TEXT BLOCK:
######

There is no denying the increase in the number of consumers that are turning to the internet to buy services and products.

By 2021, more than 2.1 billion people worldwide will buy goods online.

This dramatic surge has forced businesses to change the way they run their operations, with many choosing to digitise their processes to keep up with demand.

This opens up opportunities for business growth that never existed, but there is also a downside: credit card fraud.

There is a slew of cybersecurity methods out there: identity verification, multi-factor authentication, knowledge-based authentication etc. But none of them would help if online businesses would not be concerned about their financial security themselves in the first place.

Credit card fraud has increased, most notably because the card holder does not need to be present and rarely has to show ID when they make an online purchase. And here are some numbers that show the scope of the problem.

In 2018 alone, 14.4 million people in the US were victims of identity fraud, with credit card fraud topping the list of most common complaints.

Credit card fraud reports have grown from 55,500 in 2014 to 157,700 in 2018 in the US alone!

In 2018, $24.26 billion was lost due to payment card fraud worldwide. At the current rate, friendly fraud will cost merchants upwards of $25 billion a year by 2020.

Credit card fraud is by far the most common type of identity theft, representing 29.1% of the total cases.

While credit card fraud is a nightmare for consumers, it can be devastating for businesses too.

Your business can suffer through costly chargebacks and false payments, making it incredibly difficult to grow if you are having to pay out money that you do not have.

So, what is the solution? How can businesses ease this pain and move forward, allowing their customer base to grow and their revenue to thrive?

This guide by IT company GetID will give you a walkthrough to preventing credit card fraud with ID verification.

How does credit card fraud affect a business?
The most common case of credit card fraud occurs when a third party makes a purchase using card information that is not theirs or that they do not have permission to use.

When the false charge is detected, either by the actual owner of the credit card or the lender, the burden falls onto the shoulders of the merchant. This can be particularly frustrating when the business is always the passive receptacle (the party which did not choose to be targeted).

And the law usually favours the victim, which is completely understandable considering they did not choose to be targeted either. In fact, according to the Fair Credit Billing Act, identity theft victims have very limited liability for anything that has been bought in their name without their consent.

######

GIVEN RECORDS:
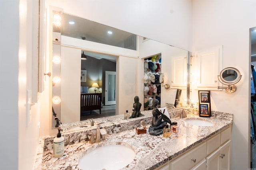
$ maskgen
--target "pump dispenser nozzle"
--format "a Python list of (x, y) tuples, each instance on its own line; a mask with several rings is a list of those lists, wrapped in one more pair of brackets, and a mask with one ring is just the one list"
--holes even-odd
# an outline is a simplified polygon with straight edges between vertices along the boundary
[(60, 133), (60, 131), (63, 131), (63, 130), (62, 129), (60, 128), (58, 128), (58, 131), (59, 131), (59, 132), (58, 133), (58, 134), (57, 134), (57, 137), (61, 137), (61, 133)]

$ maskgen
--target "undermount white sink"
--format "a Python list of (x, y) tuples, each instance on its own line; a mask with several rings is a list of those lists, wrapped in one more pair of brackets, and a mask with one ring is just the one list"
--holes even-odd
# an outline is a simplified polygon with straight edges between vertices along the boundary
[(185, 120), (185, 122), (196, 126), (212, 126), (213, 124), (207, 120), (204, 120), (200, 119), (187, 119)]
[(79, 160), (82, 170), (119, 170), (130, 163), (135, 157), (134, 150), (128, 147), (117, 145), (96, 148)]

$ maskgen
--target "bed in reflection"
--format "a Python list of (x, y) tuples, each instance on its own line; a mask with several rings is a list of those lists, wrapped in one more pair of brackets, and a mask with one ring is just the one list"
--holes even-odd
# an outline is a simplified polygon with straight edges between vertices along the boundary
[(84, 93), (81, 94), (80, 114), (83, 111), (92, 111), (99, 109), (100, 114), (101, 114), (102, 107), (102, 93)]

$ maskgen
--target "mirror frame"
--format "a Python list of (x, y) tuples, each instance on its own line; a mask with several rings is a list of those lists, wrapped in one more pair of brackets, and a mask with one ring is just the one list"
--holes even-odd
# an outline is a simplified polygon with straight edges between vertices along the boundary
[[(50, 10), (50, 11), (55, 11), (55, 10), (54, 10), (54, 9), (52, 9), (51, 10)], [(63, 12), (63, 11), (61, 10), (61, 12)], [(50, 16), (51, 15), (50, 15)], [(52, 38), (53, 38), (54, 37), (52, 37)], [(190, 57), (191, 57), (191, 52), (187, 51), (187, 86), (186, 86), (186, 99), (187, 99), (187, 101), (186, 101), (186, 103), (187, 104), (190, 104)], [(59, 104), (59, 106), (58, 107), (60, 107), (60, 104)], [(58, 115), (58, 114), (57, 114), (57, 116), (59, 116), (60, 117), (60, 113), (59, 113), (60, 115)], [(55, 124), (56, 124), (56, 119), (52, 119), (52, 128), (56, 128), (56, 127), (54, 126), (54, 125)]]
[[(223, 77), (222, 76), (222, 74), (225, 71), (228, 70), (233, 70), (234, 71), (236, 72), (237, 73), (237, 77), (236, 78), (232, 81), (227, 81), (224, 79)], [(242, 75), (240, 73), (239, 70), (234, 67), (227, 67), (226, 68), (223, 69), (220, 72), (220, 75), (218, 76), (218, 78), (219, 77), (219, 80), (223, 84), (226, 85), (231, 85), (235, 84), (237, 83), (240, 80), (241, 80), (241, 78), (242, 77)]]

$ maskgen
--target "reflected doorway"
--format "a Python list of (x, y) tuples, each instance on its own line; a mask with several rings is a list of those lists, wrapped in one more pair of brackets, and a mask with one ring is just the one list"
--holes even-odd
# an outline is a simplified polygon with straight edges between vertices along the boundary
[(106, 71), (105, 105), (116, 104), (116, 77), (115, 71)]

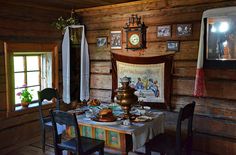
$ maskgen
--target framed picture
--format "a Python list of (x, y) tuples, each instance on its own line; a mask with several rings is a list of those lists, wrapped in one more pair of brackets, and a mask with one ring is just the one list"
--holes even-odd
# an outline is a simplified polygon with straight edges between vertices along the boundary
[(107, 37), (98, 37), (97, 47), (107, 47)]
[(111, 31), (111, 49), (122, 49), (121, 31)]
[(192, 34), (192, 24), (177, 24), (177, 36), (189, 36)]
[(167, 41), (167, 51), (179, 51), (179, 41)]
[(171, 36), (170, 25), (157, 26), (157, 37), (170, 37), (170, 36)]
[(130, 78), (138, 101), (153, 108), (171, 108), (171, 66), (174, 54), (154, 57), (129, 57), (112, 53), (112, 95), (121, 87), (120, 79)]

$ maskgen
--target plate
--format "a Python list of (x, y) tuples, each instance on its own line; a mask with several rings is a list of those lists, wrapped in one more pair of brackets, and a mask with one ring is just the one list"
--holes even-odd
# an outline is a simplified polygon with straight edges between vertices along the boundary
[(104, 117), (104, 118), (99, 118), (99, 117), (92, 117), (91, 120), (96, 121), (96, 122), (114, 122), (116, 121), (116, 117), (115, 116), (111, 116), (111, 117)]
[(149, 116), (138, 116), (132, 121), (133, 122), (147, 122), (147, 121), (151, 121), (151, 120), (152, 120), (152, 117), (149, 117)]
[(81, 115), (81, 114), (84, 114), (85, 111), (84, 110), (70, 110), (70, 111), (68, 111), (68, 113)]

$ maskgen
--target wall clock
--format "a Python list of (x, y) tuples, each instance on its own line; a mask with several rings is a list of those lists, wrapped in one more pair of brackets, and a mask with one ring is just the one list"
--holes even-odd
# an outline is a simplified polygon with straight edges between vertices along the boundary
[(146, 48), (146, 26), (141, 23), (141, 17), (132, 15), (126, 23), (126, 49), (139, 50)]

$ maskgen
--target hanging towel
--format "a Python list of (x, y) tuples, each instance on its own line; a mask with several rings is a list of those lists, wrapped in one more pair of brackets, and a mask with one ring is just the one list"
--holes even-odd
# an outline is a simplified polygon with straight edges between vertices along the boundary
[(80, 100), (89, 99), (89, 54), (88, 43), (85, 38), (84, 25), (71, 25), (65, 28), (65, 34), (62, 42), (62, 78), (63, 78), (63, 101), (71, 103), (70, 97), (70, 36), (69, 28), (82, 28), (81, 38), (81, 65), (80, 65)]
[[(197, 60), (197, 71), (195, 77), (195, 87), (194, 87), (194, 96), (202, 97), (204, 96), (205, 90), (205, 78), (204, 78), (204, 70), (203, 70), (203, 61), (204, 61), (204, 18), (209, 17), (219, 17), (219, 16), (236, 16), (236, 7), (225, 7), (225, 8), (217, 8), (210, 9), (203, 12), (202, 21), (201, 21), (201, 33), (199, 40), (199, 49), (198, 49), (198, 60)], [(206, 95), (206, 94), (205, 94)]]

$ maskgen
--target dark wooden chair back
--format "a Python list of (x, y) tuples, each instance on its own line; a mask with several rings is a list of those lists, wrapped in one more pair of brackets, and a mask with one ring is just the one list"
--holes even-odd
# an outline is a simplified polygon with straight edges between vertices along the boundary
[(41, 123), (41, 139), (42, 139), (42, 149), (43, 152), (45, 151), (45, 145), (47, 146), (53, 146), (50, 145), (49, 143), (46, 143), (45, 138), (45, 132), (46, 129), (52, 129), (52, 123), (51, 123), (51, 117), (50, 116), (45, 116), (43, 113), (43, 101), (47, 100), (47, 101), (51, 101), (55, 99), (56, 100), (56, 109), (59, 110), (60, 109), (60, 98), (59, 98), (59, 94), (58, 91), (54, 88), (45, 88), (41, 91), (38, 91), (38, 100), (39, 100), (39, 119), (40, 119), (40, 123)]
[[(62, 154), (63, 150), (68, 150), (76, 155), (87, 155), (93, 152), (99, 151), (99, 155), (104, 155), (103, 140), (88, 138), (80, 136), (79, 125), (76, 119), (76, 115), (63, 112), (60, 110), (50, 110), (52, 117), (53, 131), (54, 131), (54, 148), (55, 154)], [(58, 134), (58, 126), (66, 126), (73, 129), (75, 137), (61, 139)]]
[(185, 105), (183, 108), (180, 109), (179, 111), (179, 116), (178, 116), (178, 121), (177, 121), (177, 126), (176, 126), (176, 149), (178, 151), (181, 151), (182, 148), (182, 141), (183, 141), (183, 136), (182, 136), (182, 122), (187, 120), (187, 137), (185, 138), (184, 141), (188, 141), (190, 143), (192, 139), (192, 125), (193, 125), (193, 114), (194, 114), (194, 108), (195, 108), (195, 101), (192, 103), (189, 103)]
[[(151, 155), (151, 151), (160, 152), (160, 154), (181, 155), (182, 149), (185, 148), (186, 154), (192, 152), (192, 124), (194, 115), (195, 102), (189, 103), (180, 109), (176, 124), (176, 133), (173, 135), (165, 132), (155, 136), (145, 144), (146, 154)], [(187, 136), (182, 133), (183, 121), (187, 122)]]
[(76, 152), (79, 152), (79, 154), (82, 154), (81, 152), (83, 152), (83, 150), (82, 150), (82, 147), (80, 147), (81, 146), (80, 132), (79, 132), (76, 115), (63, 112), (60, 110), (55, 110), (55, 111), (50, 110), (50, 114), (52, 116), (52, 124), (54, 128), (53, 131), (54, 131), (55, 149), (58, 150), (57, 149), (58, 144), (61, 143), (60, 134), (58, 134), (58, 125), (63, 125), (66, 127), (72, 127), (73, 132), (75, 133), (76, 146), (79, 146), (79, 147), (76, 147)]

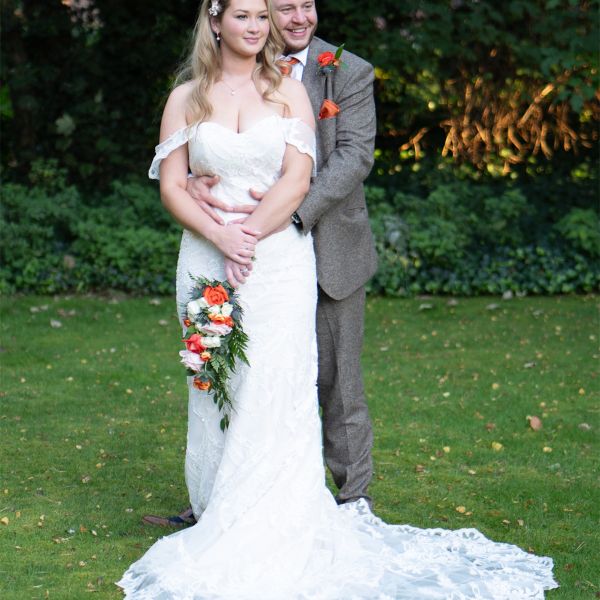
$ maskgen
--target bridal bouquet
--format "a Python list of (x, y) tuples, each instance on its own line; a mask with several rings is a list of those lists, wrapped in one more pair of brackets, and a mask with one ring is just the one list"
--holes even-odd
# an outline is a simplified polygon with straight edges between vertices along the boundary
[(221, 430), (229, 426), (233, 408), (227, 382), (235, 371), (236, 359), (248, 364), (248, 336), (242, 328), (242, 308), (227, 282), (192, 277), (195, 286), (186, 305), (183, 337), (186, 346), (179, 355), (193, 385), (209, 392), (223, 412)]

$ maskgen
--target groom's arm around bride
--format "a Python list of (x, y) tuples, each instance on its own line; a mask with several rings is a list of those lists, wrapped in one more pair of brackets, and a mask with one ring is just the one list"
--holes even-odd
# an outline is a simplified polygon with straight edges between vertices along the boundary
[[(360, 353), (365, 284), (377, 268), (363, 189), (373, 164), (376, 130), (373, 68), (344, 50), (344, 65), (325, 75), (318, 58), (336, 48), (314, 37), (315, 4), (300, 0), (272, 0), (272, 4), (286, 52), (300, 61), (291, 76), (306, 86), (315, 115), (326, 99), (340, 109), (335, 117), (317, 121), (317, 176), (296, 220), (304, 233), (312, 233), (317, 259), (318, 385), (325, 460), (338, 488), (338, 502), (359, 498), (370, 502), (372, 430)], [(210, 195), (211, 183), (214, 180), (195, 180), (188, 186), (209, 211), (211, 205), (220, 207)]]

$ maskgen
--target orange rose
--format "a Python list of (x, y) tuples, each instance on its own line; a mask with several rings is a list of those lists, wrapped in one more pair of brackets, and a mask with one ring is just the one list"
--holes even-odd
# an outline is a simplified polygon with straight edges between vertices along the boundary
[(337, 116), (339, 112), (340, 107), (333, 100), (325, 98), (325, 100), (323, 100), (323, 104), (321, 104), (321, 110), (319, 111), (319, 120), (332, 119), (333, 117)]
[(204, 299), (208, 302), (209, 306), (214, 306), (215, 304), (223, 304), (223, 302), (227, 302), (229, 300), (229, 296), (222, 285), (218, 285), (214, 288), (207, 286), (204, 290), (203, 296)]
[(208, 318), (213, 323), (225, 323), (225, 319), (227, 317), (225, 315), (215, 315), (214, 313), (209, 313)]
[(206, 348), (202, 345), (202, 336), (198, 335), (197, 333), (190, 335), (187, 340), (184, 339), (183, 343), (190, 352), (195, 352), (196, 354), (200, 354), (206, 350)]
[(335, 54), (333, 52), (321, 52), (319, 56), (317, 56), (317, 62), (320, 67), (326, 67), (327, 65), (331, 65), (335, 63)]
[(210, 389), (210, 381), (204, 381), (202, 379), (195, 378), (194, 379), (194, 387), (197, 390), (201, 390), (203, 392), (206, 392), (207, 390)]

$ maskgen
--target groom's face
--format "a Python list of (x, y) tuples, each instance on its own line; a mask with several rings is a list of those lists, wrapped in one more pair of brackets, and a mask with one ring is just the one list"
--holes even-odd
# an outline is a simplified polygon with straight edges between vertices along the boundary
[(317, 9), (307, 0), (271, 0), (275, 22), (283, 35), (286, 52), (304, 50), (315, 35)]

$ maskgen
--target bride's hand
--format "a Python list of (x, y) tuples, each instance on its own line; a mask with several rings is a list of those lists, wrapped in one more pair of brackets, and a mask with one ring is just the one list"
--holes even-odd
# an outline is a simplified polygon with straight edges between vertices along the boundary
[(250, 271), (252, 271), (252, 263), (242, 265), (230, 258), (225, 259), (225, 275), (227, 276), (227, 281), (229, 281), (233, 287), (238, 287), (239, 285), (246, 283)]
[(254, 256), (259, 235), (260, 231), (243, 223), (230, 223), (217, 226), (211, 241), (226, 258), (241, 265), (248, 265)]

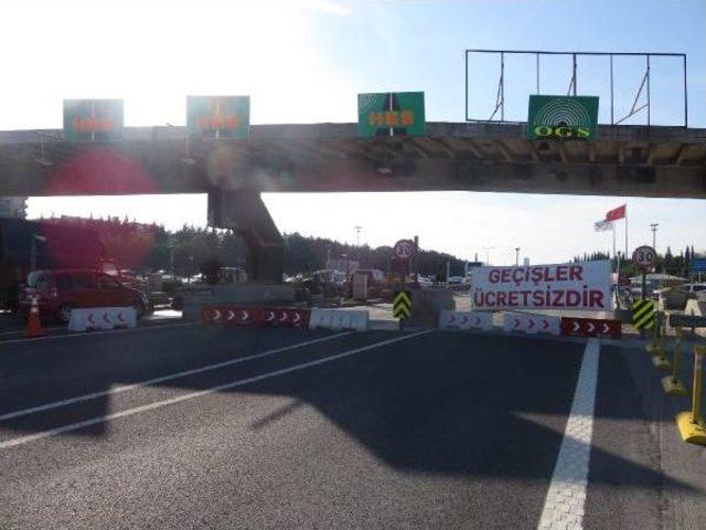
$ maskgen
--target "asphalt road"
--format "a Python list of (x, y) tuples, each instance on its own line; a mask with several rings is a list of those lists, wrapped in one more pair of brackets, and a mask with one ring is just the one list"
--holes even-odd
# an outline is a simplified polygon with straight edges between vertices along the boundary
[[(565, 431), (589, 354), (585, 444)], [(565, 446), (564, 473), (590, 454), (582, 528), (656, 528), (665, 491), (694, 486), (660, 471), (641, 407), (618, 349), (580, 341), (0, 337), (0, 529), (537, 528), (576, 511), (547, 494), (571, 479)]]

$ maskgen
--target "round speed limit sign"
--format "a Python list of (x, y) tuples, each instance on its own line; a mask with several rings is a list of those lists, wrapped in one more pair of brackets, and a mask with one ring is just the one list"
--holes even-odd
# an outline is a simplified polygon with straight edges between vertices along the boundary
[(411, 240), (399, 240), (395, 243), (393, 253), (399, 259), (409, 259), (415, 252), (415, 242)]
[(632, 253), (632, 263), (640, 268), (653, 268), (656, 264), (657, 253), (651, 246), (639, 246), (635, 252)]

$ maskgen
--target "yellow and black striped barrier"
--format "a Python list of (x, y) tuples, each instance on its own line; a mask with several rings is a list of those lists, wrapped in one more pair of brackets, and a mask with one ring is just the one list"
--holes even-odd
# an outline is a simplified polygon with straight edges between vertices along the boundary
[[(662, 321), (664, 319), (660, 318), (660, 315), (656, 316), (656, 325), (653, 326), (653, 337), (652, 342), (646, 346), (646, 350), (652, 353), (652, 364), (654, 368), (659, 368), (661, 370), (672, 370), (672, 363), (666, 358), (666, 353), (664, 351), (664, 338), (666, 337), (666, 325), (664, 330), (660, 329)], [(662, 320), (662, 321), (661, 321)]]
[(654, 329), (656, 316), (654, 300), (635, 300), (632, 304), (632, 325), (635, 329)]
[(682, 328), (676, 328), (674, 339), (674, 356), (672, 357), (672, 373), (662, 378), (662, 388), (666, 395), (686, 396), (688, 392), (680, 379), (680, 367), (682, 359)]
[(393, 296), (393, 317), (409, 318), (411, 316), (411, 293), (398, 290)]

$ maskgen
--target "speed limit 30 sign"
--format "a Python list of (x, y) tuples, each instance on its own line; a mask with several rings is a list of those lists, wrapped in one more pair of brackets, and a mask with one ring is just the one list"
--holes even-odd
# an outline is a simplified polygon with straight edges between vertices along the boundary
[(411, 240), (399, 240), (393, 247), (395, 257), (399, 259), (409, 259), (415, 253), (415, 242)]
[(639, 246), (635, 252), (632, 253), (632, 263), (642, 269), (654, 268), (656, 264), (657, 253), (651, 246)]

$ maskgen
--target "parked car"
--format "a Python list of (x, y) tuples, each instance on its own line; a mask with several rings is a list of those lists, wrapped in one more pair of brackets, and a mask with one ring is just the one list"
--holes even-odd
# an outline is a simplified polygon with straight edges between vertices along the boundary
[(20, 314), (28, 317), (32, 296), (38, 296), (42, 317), (68, 322), (72, 308), (133, 307), (140, 318), (149, 308), (147, 295), (116, 278), (93, 269), (35, 271), (28, 275), (20, 295)]

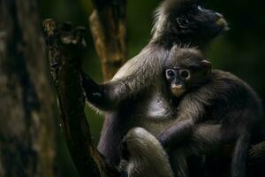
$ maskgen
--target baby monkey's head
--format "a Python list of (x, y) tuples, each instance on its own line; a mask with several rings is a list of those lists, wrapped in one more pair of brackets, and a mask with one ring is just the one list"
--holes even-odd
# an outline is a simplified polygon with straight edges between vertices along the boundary
[(200, 50), (174, 46), (164, 64), (165, 80), (170, 93), (181, 96), (201, 86), (208, 80), (211, 66)]

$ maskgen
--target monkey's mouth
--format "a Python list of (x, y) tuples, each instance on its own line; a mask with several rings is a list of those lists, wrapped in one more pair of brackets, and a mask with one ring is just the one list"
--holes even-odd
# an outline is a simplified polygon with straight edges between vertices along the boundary
[(171, 92), (175, 96), (180, 96), (184, 94), (185, 88), (182, 86), (173, 87)]
[(223, 31), (228, 31), (229, 27), (226, 20), (223, 18), (220, 18), (216, 20), (216, 24), (220, 27)]

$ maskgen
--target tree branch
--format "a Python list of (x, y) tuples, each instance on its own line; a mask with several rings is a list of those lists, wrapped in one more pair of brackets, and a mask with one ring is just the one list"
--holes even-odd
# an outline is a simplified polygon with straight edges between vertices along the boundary
[(81, 50), (84, 27), (69, 23), (58, 26), (53, 19), (43, 21), (51, 74), (58, 96), (63, 131), (72, 158), (80, 176), (117, 176), (92, 143), (89, 124), (84, 112), (81, 87)]
[(93, 0), (93, 4), (90, 28), (107, 81), (127, 59), (126, 0)]

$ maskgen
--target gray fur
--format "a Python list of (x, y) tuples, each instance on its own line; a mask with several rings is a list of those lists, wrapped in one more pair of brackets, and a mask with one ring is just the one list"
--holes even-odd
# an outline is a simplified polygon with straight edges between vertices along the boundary
[[(154, 128), (155, 135), (173, 121), (169, 118), (176, 115), (177, 110), (161, 88), (163, 65), (172, 45), (203, 48), (225, 28), (225, 24), (216, 24), (222, 17), (213, 11), (200, 12), (195, 4), (190, 4), (191, 2), (193, 3), (191, 0), (164, 1), (159, 8), (158, 18), (163, 25), (156, 25), (154, 32), (159, 35), (154, 35), (142, 51), (129, 60), (110, 81), (98, 85), (89, 76), (82, 75), (88, 102), (106, 115), (98, 149), (116, 165), (120, 160), (120, 142), (129, 129), (143, 125), (143, 127)], [(181, 15), (191, 21), (187, 28), (181, 28), (176, 23), (176, 18)], [(150, 112), (146, 112), (146, 110)], [(156, 121), (161, 119), (165, 123), (157, 126)]]
[(128, 177), (173, 177), (168, 155), (157, 139), (141, 127), (135, 127), (125, 136), (129, 158), (125, 170)]

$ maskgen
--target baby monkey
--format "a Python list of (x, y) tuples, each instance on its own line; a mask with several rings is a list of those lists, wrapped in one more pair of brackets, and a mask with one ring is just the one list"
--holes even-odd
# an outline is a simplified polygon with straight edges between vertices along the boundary
[(253, 88), (230, 73), (211, 70), (197, 50), (177, 46), (164, 63), (164, 79), (178, 112), (157, 138), (177, 176), (188, 175), (188, 156), (224, 144), (234, 144), (231, 176), (246, 176), (250, 138), (262, 125), (261, 103)]

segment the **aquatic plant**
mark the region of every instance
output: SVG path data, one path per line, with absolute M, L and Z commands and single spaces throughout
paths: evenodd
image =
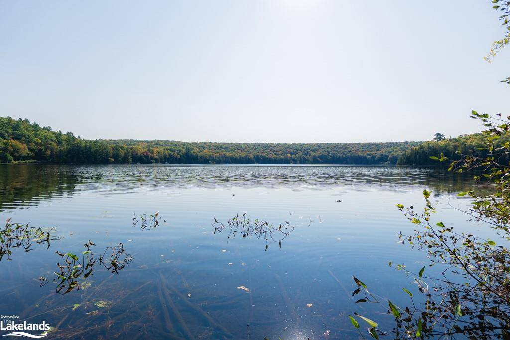
M 140 218 L 142 220 L 142 224 L 140 227 L 140 230 L 144 230 L 145 229 L 150 230 L 153 228 L 159 226 L 159 221 L 162 219 L 161 216 L 159 215 L 159 212 L 152 215 L 140 215 Z M 166 222 L 166 220 L 163 220 L 163 221 Z M 139 222 L 136 214 L 135 214 L 134 217 L 133 218 L 133 225 L 136 226 Z
M 230 240 L 231 236 L 235 237 L 237 233 L 240 234 L 243 239 L 254 236 L 259 240 L 262 239 L 266 241 L 266 250 L 267 250 L 269 247 L 270 240 L 274 242 L 278 242 L 281 249 L 282 241 L 294 231 L 294 226 L 291 225 L 289 222 L 285 221 L 284 224 L 280 224 L 279 226 L 275 227 L 269 224 L 267 221 L 260 221 L 259 219 L 252 221 L 246 217 L 246 213 L 244 213 L 240 217 L 238 214 L 227 220 L 226 226 L 215 218 L 214 222 L 211 224 L 214 228 L 213 234 L 215 234 L 217 231 L 221 232 L 228 227 L 227 243 Z
M 108 247 L 104 252 L 99 256 L 95 255 L 92 247 L 95 246 L 89 240 L 84 245 L 86 250 L 82 252 L 81 259 L 71 253 L 61 253 L 55 252 L 62 258 L 62 263 L 57 264 L 58 272 L 54 274 L 56 277 L 52 282 L 57 284 L 57 293 L 66 294 L 70 292 L 80 289 L 81 282 L 89 276 L 93 275 L 94 266 L 99 262 L 112 273 L 117 274 L 119 271 L 123 269 L 126 265 L 129 265 L 133 260 L 133 257 L 125 253 L 121 243 L 114 247 Z M 49 281 L 48 279 L 41 277 L 39 278 L 41 286 L 42 286 Z M 64 289 L 66 288 L 65 290 Z M 63 293 L 61 293 L 63 291 Z
M 8 219 L 5 226 L 0 229 L 0 261 L 5 255 L 7 255 L 8 260 L 11 260 L 14 249 L 22 248 L 25 252 L 30 251 L 33 242 L 37 244 L 45 243 L 46 249 L 49 248 L 50 241 L 61 239 L 52 234 L 55 228 L 43 229 L 31 227 L 29 223 L 14 223 L 11 219 Z

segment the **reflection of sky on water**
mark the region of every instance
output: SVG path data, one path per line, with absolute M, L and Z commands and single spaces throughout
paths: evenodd
M 351 275 L 381 295 L 397 287 L 398 302 L 405 297 L 402 286 L 414 287 L 388 262 L 421 267 L 426 260 L 397 244 L 397 232 L 416 226 L 395 203 L 421 206 L 421 191 L 431 189 L 441 220 L 464 227 L 466 217 L 447 204 L 467 203 L 455 193 L 470 188 L 465 178 L 434 169 L 394 167 L 28 165 L 0 168 L 0 176 L 3 218 L 56 226 L 64 238 L 48 251 L 36 247 L 0 263 L 0 310 L 44 316 L 60 323 L 64 330 L 55 334 L 62 336 L 99 325 L 81 333 L 90 338 L 187 337 L 187 328 L 204 338 L 353 335 L 346 315 L 369 315 L 375 306 L 354 305 Z M 134 213 L 156 212 L 166 222 L 143 231 L 133 226 Z M 281 249 L 269 243 L 267 251 L 254 237 L 227 243 L 226 233 L 213 234 L 214 218 L 225 223 L 244 212 L 295 229 Z M 98 271 L 90 287 L 64 297 L 52 294 L 49 284 L 39 287 L 37 278 L 56 269 L 55 250 L 79 252 L 89 239 L 98 251 L 121 242 L 134 259 L 117 276 Z M 94 305 L 103 300 L 111 306 Z

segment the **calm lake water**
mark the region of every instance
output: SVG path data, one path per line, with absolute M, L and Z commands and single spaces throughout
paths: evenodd
M 452 208 L 469 203 L 456 194 L 471 185 L 396 167 L 0 166 L 3 221 L 61 238 L 4 256 L 0 313 L 49 323 L 57 329 L 45 338 L 356 338 L 354 311 L 391 330 L 380 305 L 354 303 L 352 276 L 408 302 L 402 287 L 417 287 L 388 263 L 427 263 L 397 243 L 416 226 L 395 204 L 421 207 L 430 190 L 438 220 L 479 230 Z M 144 228 L 140 215 L 157 212 L 159 225 Z M 227 220 L 244 213 L 276 229 L 230 234 Z M 215 218 L 224 229 L 214 232 Z M 133 259 L 116 274 L 96 263 L 79 290 L 57 293 L 55 252 L 81 258 L 88 240 L 98 255 L 121 243 Z

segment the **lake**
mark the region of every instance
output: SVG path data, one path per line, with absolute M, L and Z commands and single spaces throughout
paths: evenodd
M 380 304 L 355 303 L 352 276 L 407 303 L 417 287 L 388 263 L 428 263 L 398 243 L 416 225 L 395 204 L 431 190 L 438 220 L 480 230 L 454 208 L 472 186 L 392 166 L 0 166 L 2 223 L 58 239 L 4 255 L 0 313 L 45 321 L 46 338 L 356 338 L 354 311 L 391 330 Z M 75 254 L 80 273 L 89 240 L 101 260 L 60 284 L 57 263 Z

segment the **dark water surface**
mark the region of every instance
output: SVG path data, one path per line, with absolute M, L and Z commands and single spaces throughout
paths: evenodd
M 0 166 L 2 221 L 55 227 L 62 238 L 4 256 L 0 314 L 49 323 L 47 339 L 355 338 L 347 315 L 383 328 L 392 319 L 377 304 L 354 304 L 352 275 L 405 302 L 401 287 L 415 287 L 388 263 L 426 263 L 397 243 L 416 225 L 395 204 L 421 207 L 431 190 L 445 224 L 480 229 L 450 206 L 467 204 L 456 194 L 471 185 L 395 167 Z M 142 229 L 140 215 L 157 212 L 159 225 Z M 243 213 L 285 232 L 227 239 L 227 219 Z M 133 260 L 116 275 L 96 263 L 79 290 L 57 293 L 55 252 L 81 258 L 89 240 L 98 254 L 121 243 Z M 49 282 L 40 286 L 40 277 Z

######

EXERCISES:
1 – Reproduce the credit card fraud text word for word from "Credit card fraud reports" to "for businesses too.".
2 – In the credit card fraud text, what percentage of all identity theft cases does credit card fraud account for?

RESPONSES IN ORDER:
1 –
Credit card fraud reports have grown from 55,500 in 2014 to 157,700 in 2018 in the US alone!

In 2018, $24.26 billion was lost due to payment card fraud worldwide. At the current rate, friendly fraud will cost merchants upwards of $25 billion a year by 2020.

Credit card fraud is by far the most common type of identity theft, representing 29.1% of the total cases.

While credit card fraud is a nightmare for consumers, it can be devastating for businesses too.

2 – 29.1%